==== DATA TO PROCESS ====

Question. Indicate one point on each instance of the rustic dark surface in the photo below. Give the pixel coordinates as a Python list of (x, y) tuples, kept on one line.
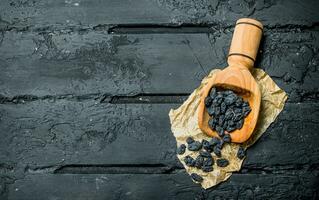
[(86, 87)]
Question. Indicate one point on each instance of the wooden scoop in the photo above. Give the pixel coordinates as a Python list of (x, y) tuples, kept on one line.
[(237, 77)]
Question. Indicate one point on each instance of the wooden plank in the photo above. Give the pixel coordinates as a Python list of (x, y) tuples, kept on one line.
[(170, 186), (61, 14), (44, 133), (96, 63)]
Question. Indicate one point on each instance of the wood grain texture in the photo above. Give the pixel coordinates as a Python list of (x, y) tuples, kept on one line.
[(75, 14), (86, 85), (84, 63), (87, 132), (172, 186), (241, 58)]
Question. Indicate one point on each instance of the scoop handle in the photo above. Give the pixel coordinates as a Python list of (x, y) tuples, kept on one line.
[(245, 43)]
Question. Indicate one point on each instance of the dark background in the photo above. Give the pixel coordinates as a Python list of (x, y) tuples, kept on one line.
[(86, 87)]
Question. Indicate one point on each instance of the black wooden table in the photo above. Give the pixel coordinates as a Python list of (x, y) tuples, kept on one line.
[(86, 87)]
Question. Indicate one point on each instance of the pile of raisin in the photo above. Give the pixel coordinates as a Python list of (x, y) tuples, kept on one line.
[(227, 111), (204, 160)]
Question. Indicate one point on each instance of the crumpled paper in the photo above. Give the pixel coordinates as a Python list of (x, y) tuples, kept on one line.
[(184, 122)]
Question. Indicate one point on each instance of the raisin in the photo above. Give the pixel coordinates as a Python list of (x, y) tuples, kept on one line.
[(181, 149), (221, 120), (195, 146), (227, 111), (190, 140), (230, 99), (230, 128), (197, 177), (246, 110), (225, 125), (220, 144), (210, 111), (189, 161), (207, 168), (221, 132), (207, 146), (240, 124), (199, 161), (245, 104), (222, 162), (238, 116), (205, 154), (212, 123), (217, 151), (238, 111), (214, 141), (208, 101), (213, 93), (227, 138), (208, 161), (217, 110), (223, 107), (241, 153)]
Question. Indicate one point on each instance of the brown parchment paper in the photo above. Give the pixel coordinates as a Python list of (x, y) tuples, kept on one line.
[(184, 124)]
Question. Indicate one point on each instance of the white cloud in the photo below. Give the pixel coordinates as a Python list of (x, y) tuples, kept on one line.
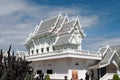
[(97, 42), (19, 18)]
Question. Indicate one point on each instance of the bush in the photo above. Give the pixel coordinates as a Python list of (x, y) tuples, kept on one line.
[(47, 77), (116, 77)]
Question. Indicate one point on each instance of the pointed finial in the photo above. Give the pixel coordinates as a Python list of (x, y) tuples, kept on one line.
[(60, 14)]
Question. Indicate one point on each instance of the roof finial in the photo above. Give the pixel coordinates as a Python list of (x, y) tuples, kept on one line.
[(60, 14)]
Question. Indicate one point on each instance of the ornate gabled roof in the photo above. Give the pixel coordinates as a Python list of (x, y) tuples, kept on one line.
[(66, 27), (47, 25), (55, 26), (106, 57), (58, 25), (63, 40)]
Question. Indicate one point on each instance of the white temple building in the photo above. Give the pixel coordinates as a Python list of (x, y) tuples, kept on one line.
[(55, 48)]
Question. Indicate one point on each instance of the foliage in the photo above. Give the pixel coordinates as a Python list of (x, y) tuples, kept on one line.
[(116, 77), (47, 77), (4, 76)]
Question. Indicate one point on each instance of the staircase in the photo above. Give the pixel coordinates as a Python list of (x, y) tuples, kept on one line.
[(107, 76)]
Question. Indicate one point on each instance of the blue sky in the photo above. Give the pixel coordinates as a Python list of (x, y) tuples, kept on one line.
[(100, 20)]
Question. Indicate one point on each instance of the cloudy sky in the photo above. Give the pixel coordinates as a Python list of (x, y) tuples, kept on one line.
[(100, 20)]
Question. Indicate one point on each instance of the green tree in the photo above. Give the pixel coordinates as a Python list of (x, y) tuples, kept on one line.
[(47, 77)]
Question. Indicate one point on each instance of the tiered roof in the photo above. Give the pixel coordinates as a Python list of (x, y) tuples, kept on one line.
[(57, 25)]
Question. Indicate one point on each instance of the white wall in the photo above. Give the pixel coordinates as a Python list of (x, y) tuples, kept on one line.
[(64, 67)]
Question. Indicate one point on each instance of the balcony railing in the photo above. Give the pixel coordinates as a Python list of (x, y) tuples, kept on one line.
[(66, 53)]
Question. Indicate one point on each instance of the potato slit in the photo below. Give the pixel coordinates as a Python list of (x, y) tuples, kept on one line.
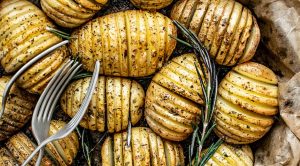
[(227, 41), (127, 26), (215, 29)]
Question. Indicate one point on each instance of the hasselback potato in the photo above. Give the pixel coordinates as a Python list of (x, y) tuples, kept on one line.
[(61, 152), (232, 155), (227, 29), (146, 149), (129, 43), (172, 99), (246, 103), (23, 36), (71, 13), (18, 110), (113, 101), (151, 4)]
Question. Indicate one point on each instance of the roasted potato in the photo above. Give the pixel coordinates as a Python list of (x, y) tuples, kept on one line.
[(6, 158), (228, 30), (113, 101), (23, 35), (231, 155), (247, 100), (61, 152), (146, 149), (172, 99), (18, 110), (129, 43), (151, 4), (71, 13)]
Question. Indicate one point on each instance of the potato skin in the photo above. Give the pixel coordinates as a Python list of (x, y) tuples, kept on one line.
[(172, 99), (36, 78), (6, 158), (71, 13), (63, 153), (146, 149), (151, 4), (234, 155), (24, 36), (227, 29), (246, 103), (128, 43), (63, 150), (20, 146), (113, 100), (18, 110)]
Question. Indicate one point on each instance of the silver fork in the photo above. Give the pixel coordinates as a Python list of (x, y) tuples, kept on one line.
[(23, 69), (68, 128), (45, 107)]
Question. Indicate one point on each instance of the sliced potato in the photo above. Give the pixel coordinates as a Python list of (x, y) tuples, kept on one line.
[(247, 100), (226, 28), (6, 158), (71, 13), (171, 101), (152, 4), (20, 147), (24, 36), (146, 149), (18, 109), (113, 101), (231, 155), (129, 43)]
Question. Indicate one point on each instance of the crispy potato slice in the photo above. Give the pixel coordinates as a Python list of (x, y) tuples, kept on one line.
[(113, 101), (229, 33), (247, 100), (132, 46), (146, 149), (151, 5)]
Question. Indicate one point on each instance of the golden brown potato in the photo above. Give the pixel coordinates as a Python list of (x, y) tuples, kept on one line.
[(246, 103), (18, 110), (113, 101), (146, 149), (172, 99), (226, 28), (36, 78), (232, 155), (71, 13), (20, 147), (151, 4), (61, 152), (6, 158), (129, 43), (23, 36)]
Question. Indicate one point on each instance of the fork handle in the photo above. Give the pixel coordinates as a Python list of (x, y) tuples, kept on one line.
[(44, 143)]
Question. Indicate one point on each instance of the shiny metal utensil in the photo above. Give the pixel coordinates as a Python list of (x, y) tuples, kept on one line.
[(68, 128), (45, 107), (23, 69)]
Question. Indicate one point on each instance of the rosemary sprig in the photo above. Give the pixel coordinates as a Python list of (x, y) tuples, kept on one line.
[(209, 86), (59, 33)]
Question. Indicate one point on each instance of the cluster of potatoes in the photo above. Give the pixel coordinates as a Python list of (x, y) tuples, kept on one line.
[(134, 44)]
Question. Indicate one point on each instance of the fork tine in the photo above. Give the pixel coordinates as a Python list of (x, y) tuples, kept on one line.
[(68, 128), (59, 89), (23, 69), (53, 86), (52, 93), (80, 113), (41, 99)]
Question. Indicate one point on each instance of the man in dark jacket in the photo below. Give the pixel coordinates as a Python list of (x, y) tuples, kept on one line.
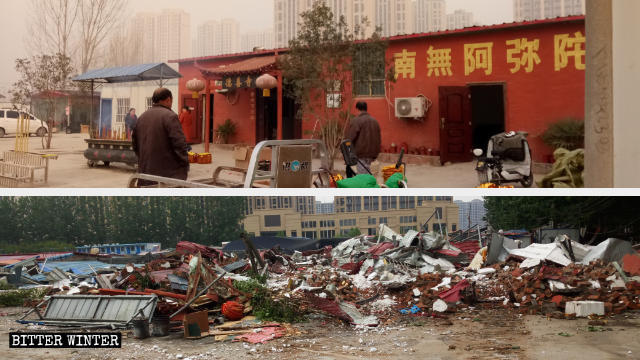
[(364, 133), (158, 140)]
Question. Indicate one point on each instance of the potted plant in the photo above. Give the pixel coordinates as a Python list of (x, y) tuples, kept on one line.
[(226, 130), (567, 133)]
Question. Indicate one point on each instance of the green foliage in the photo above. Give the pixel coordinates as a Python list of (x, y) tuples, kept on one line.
[(265, 307), (612, 216), (226, 130), (18, 297), (30, 224), (566, 133), (321, 61)]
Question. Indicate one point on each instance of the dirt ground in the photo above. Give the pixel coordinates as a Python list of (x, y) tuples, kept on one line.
[(468, 334), (71, 169)]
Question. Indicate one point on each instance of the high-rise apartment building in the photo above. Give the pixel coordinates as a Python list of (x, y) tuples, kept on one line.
[(430, 15), (257, 39), (162, 36), (471, 213), (278, 215), (218, 37), (459, 19), (524, 10), (393, 16)]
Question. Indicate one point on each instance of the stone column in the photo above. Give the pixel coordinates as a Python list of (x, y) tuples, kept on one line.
[(599, 164)]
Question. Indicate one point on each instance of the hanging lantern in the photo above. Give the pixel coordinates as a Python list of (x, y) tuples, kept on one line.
[(266, 82), (195, 86)]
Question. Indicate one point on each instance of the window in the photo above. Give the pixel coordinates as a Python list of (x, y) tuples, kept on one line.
[(124, 104), (271, 220), (327, 234), (407, 202), (369, 72)]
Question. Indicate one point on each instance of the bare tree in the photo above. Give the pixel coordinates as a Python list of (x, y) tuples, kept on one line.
[(44, 76), (98, 18), (52, 26)]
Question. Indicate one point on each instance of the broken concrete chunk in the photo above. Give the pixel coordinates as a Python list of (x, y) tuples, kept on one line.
[(440, 306), (486, 271), (584, 308), (529, 263)]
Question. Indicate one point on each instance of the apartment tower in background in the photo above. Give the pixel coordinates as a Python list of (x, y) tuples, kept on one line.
[(525, 10), (162, 36), (459, 19), (430, 15)]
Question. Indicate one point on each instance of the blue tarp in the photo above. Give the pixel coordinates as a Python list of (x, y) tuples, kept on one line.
[(78, 267), (154, 71)]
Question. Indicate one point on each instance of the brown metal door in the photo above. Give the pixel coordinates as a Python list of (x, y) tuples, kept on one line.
[(195, 135), (455, 124)]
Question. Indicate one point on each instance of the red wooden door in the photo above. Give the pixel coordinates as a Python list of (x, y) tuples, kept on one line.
[(455, 124), (195, 134)]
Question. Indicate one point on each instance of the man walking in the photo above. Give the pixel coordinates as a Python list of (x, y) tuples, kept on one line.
[(158, 140), (364, 133)]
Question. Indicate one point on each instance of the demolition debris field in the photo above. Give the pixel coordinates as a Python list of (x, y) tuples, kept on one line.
[(419, 295), (477, 334)]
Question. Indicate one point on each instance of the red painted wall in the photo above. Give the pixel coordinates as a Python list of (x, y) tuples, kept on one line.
[(240, 107), (532, 100)]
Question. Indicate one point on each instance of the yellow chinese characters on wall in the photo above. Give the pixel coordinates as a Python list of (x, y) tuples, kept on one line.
[(566, 47), (522, 53), (439, 62), (477, 57), (405, 64)]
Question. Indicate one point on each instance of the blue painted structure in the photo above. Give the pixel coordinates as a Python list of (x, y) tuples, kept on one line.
[(120, 249)]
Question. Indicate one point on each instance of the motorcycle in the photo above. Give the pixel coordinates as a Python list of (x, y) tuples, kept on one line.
[(508, 160)]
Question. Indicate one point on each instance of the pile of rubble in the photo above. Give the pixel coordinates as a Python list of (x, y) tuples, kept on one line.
[(364, 281)]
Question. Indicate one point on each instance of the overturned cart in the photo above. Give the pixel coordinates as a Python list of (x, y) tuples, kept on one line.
[(94, 311), (108, 144)]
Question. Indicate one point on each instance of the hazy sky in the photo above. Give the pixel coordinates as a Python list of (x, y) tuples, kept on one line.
[(252, 15)]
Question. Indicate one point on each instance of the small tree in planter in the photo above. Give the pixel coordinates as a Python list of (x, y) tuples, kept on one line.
[(324, 66), (567, 134), (226, 130)]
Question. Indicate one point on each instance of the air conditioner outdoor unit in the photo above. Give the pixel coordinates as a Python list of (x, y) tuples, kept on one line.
[(411, 107)]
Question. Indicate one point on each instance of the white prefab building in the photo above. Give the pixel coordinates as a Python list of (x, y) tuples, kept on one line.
[(117, 99)]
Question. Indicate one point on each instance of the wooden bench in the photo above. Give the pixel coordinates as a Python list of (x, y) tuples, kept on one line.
[(12, 175), (30, 161)]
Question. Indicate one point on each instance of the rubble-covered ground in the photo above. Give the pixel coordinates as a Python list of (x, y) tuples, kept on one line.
[(469, 334)]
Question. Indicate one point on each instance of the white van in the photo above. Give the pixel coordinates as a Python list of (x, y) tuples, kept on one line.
[(9, 123)]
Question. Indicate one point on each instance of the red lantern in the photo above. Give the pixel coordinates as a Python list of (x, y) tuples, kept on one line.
[(266, 82), (195, 86), (233, 310)]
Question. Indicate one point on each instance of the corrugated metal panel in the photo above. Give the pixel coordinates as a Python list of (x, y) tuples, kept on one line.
[(98, 309), (141, 72)]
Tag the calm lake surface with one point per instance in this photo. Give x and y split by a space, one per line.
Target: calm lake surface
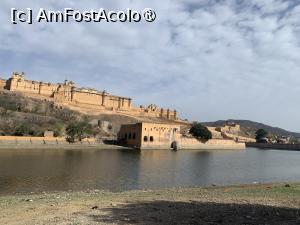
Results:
117 170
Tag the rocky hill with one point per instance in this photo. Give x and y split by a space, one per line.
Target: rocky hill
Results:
250 127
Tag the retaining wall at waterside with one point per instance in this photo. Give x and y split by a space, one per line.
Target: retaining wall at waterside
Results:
192 143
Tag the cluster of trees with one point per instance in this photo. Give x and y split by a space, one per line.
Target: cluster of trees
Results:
260 134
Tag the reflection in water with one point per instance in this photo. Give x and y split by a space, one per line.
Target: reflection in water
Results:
117 170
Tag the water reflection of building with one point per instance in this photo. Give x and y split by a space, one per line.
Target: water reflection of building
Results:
149 135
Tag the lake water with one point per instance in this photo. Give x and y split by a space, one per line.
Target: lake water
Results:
117 170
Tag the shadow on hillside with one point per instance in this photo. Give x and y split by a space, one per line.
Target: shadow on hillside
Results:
165 212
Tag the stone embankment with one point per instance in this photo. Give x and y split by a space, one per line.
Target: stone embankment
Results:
274 146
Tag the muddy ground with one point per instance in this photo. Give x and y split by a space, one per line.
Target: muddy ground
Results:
251 204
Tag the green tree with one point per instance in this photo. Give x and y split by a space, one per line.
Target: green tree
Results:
260 133
200 132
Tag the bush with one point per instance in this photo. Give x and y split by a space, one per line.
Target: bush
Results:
200 132
78 130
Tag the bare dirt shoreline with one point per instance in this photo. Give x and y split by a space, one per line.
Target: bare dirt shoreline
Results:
247 204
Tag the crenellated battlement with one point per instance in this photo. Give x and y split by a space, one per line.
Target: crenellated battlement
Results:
78 98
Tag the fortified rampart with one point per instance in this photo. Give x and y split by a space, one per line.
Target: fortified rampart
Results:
167 136
82 99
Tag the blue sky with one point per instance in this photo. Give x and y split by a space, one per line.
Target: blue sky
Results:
208 59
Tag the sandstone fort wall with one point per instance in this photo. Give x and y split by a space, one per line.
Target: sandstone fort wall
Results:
82 98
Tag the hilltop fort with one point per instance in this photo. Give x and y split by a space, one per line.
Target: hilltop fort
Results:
84 100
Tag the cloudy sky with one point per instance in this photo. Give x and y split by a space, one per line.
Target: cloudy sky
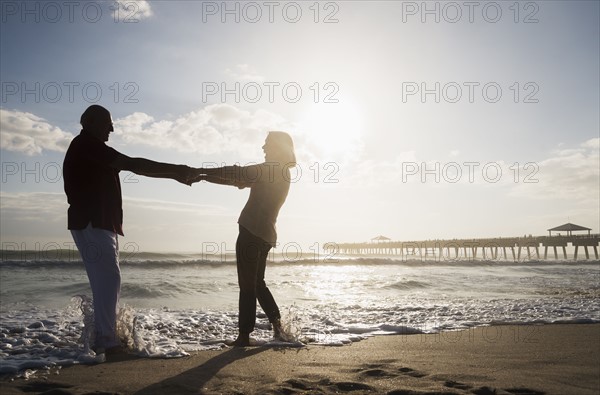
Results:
412 120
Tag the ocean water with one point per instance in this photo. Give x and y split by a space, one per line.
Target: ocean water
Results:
174 304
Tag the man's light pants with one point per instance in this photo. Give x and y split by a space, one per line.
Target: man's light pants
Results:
99 251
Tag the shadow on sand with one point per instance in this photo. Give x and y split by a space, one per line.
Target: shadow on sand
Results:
193 380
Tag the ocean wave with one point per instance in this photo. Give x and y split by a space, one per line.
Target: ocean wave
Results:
164 260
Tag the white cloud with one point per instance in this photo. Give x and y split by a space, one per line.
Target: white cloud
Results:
30 134
131 10
570 174
244 72
213 129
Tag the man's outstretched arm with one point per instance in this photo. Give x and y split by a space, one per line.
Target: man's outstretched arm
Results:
150 168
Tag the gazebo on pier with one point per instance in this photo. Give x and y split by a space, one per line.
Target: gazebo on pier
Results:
569 228
380 238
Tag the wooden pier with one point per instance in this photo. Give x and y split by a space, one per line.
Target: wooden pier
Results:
507 248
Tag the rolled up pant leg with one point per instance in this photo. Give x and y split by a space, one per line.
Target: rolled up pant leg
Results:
251 255
99 251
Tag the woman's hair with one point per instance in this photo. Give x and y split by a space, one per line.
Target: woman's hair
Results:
93 114
285 146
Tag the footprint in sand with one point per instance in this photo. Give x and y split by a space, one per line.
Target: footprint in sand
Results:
411 372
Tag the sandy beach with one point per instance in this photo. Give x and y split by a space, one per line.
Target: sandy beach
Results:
546 359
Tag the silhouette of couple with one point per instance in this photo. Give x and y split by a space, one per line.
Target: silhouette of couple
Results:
95 217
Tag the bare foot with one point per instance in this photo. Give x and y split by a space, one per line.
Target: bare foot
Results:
243 340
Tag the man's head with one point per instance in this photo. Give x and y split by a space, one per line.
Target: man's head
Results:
97 121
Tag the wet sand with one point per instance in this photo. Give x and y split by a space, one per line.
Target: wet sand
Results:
546 359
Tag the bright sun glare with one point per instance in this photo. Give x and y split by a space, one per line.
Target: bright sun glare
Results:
336 128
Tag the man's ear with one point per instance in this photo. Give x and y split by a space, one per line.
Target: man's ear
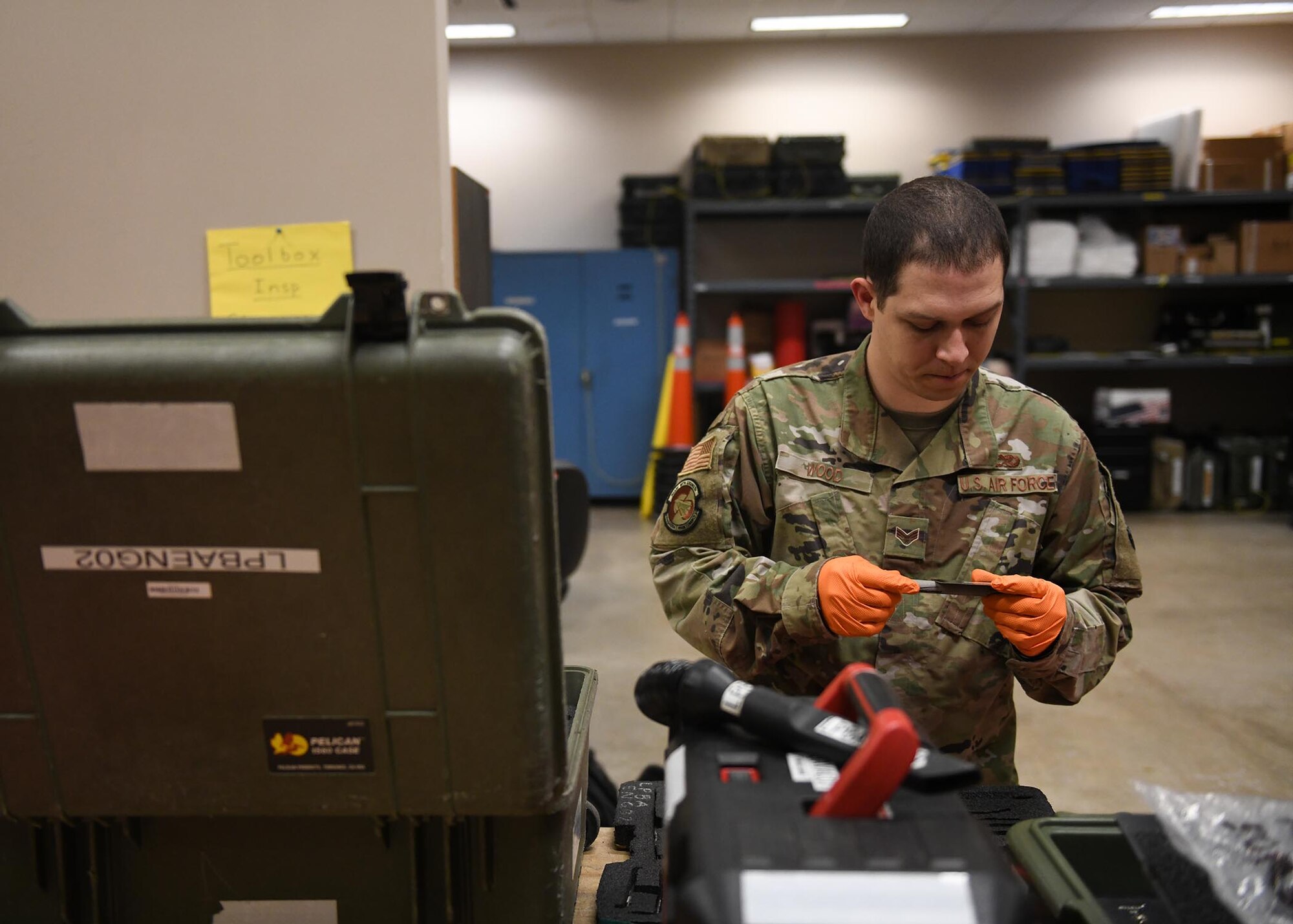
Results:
864 294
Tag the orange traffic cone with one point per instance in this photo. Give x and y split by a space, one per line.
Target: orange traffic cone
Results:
682 425
738 376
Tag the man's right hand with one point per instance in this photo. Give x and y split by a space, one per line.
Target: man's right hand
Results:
858 598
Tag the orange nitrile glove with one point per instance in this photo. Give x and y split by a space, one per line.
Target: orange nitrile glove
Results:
1029 611
857 597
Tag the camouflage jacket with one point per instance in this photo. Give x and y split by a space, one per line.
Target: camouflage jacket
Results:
805 464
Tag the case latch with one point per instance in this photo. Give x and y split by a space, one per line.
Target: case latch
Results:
379 306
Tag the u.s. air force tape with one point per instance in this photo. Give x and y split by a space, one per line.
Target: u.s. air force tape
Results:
1008 483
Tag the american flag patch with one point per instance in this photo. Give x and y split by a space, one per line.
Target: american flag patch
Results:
700 458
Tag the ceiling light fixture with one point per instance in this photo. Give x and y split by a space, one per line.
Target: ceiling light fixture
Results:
1221 10
498 30
813 24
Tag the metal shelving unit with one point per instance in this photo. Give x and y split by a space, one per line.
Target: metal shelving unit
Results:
1075 283
771 286
1021 290
1136 360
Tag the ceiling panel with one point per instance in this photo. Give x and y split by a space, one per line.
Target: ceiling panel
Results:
611 21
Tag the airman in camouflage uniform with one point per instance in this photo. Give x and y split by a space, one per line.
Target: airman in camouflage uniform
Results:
805 465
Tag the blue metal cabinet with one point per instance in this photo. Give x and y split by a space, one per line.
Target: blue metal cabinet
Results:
610 321
549 288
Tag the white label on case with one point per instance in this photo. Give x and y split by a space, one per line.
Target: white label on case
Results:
676 780
179 558
807 770
840 729
173 436
734 698
179 590
848 897
277 911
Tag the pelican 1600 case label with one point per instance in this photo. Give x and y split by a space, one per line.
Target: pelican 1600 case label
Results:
319 744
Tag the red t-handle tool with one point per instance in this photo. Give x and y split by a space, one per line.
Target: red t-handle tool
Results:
885 753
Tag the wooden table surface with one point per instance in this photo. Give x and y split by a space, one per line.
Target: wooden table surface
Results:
590 875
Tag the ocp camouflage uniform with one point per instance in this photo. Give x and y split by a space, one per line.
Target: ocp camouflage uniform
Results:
805 465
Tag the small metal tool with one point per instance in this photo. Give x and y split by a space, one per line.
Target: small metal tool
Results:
956 588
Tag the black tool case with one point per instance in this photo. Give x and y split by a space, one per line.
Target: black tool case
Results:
280 618
742 845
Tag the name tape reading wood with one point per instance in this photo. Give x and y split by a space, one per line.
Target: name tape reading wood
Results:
179 558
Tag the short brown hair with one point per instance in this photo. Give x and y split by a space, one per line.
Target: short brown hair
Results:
935 220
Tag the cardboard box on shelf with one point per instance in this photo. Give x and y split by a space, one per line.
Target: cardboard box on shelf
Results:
711 360
1224 259
1232 165
734 151
1283 131
758 330
1266 248
1162 250
1195 258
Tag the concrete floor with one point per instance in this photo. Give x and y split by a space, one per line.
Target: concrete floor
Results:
1202 700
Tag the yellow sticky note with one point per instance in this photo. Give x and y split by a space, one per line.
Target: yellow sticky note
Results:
279 271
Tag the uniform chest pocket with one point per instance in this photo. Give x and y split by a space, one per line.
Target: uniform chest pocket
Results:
1005 543
811 530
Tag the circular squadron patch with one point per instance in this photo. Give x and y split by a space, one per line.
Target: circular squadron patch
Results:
683 506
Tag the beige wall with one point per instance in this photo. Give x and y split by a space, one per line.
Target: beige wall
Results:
551 130
130 129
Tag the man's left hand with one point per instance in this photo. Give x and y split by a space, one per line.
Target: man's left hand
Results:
1029 611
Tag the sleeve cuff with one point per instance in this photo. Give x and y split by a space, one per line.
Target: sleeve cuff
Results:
1045 664
801 612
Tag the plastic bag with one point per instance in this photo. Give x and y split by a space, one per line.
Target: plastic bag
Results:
1243 843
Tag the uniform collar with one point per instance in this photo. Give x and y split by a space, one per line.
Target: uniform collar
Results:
968 440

====

Write out, word for word, the line containing "Tag the cardboard" and every line after it to the end of the data above.

■ RESULT OF THIS EXERCISE
Tag the cardboard box on shelf with one point per instance in this photo. Give x and y split by a space, one per line.
Target: cardboard box on shelf
Results:
711 360
1224 259
1232 165
734 151
1283 131
758 330
1266 248
1162 250
1195 258
Tag the concrete floor with one point per instance in this photo. Give x and y split by a space, one per line.
Target: concrete floor
Results:
1202 700
Tag the yellow sticky note with one point per instance in this photo. Give x and y split by a space, one per line.
Target: yellow sticky note
Results:
279 271
Tag the uniform chest pocket with one point per instance in this photo. Give x and y split by a space, one per line.
Target: uniform chest pocket
Results:
1005 543
811 530
Tag the circular squadron patch with one point per instance in this photo. Give x and y split by a space, one per line.
Target: circular squadron patch
Results:
683 506
Tag the beige wall with one point per instance in this photo. Give x and y split by a space, one per line.
Target: beige wall
Results:
551 130
130 129
Tag the man's left hand with one point per instance in this photo. Give x and y split by a space, one per line.
Target: man's left hand
Results:
1029 611
Tag the sleeve cuff with one point per instance in this photo. Give x and y split by a space, one per line.
Target: sleeve cuff
Results:
1045 664
801 612
Tag the plastic bag with one point per instance in this photo. Give x and y split by a space, one per line.
Target: plastic bag
Results:
1243 843
Tag the uniform collar with one point per instance in this photo. Give x and y split by a space, one per line.
Target: uniform collar
Results:
968 440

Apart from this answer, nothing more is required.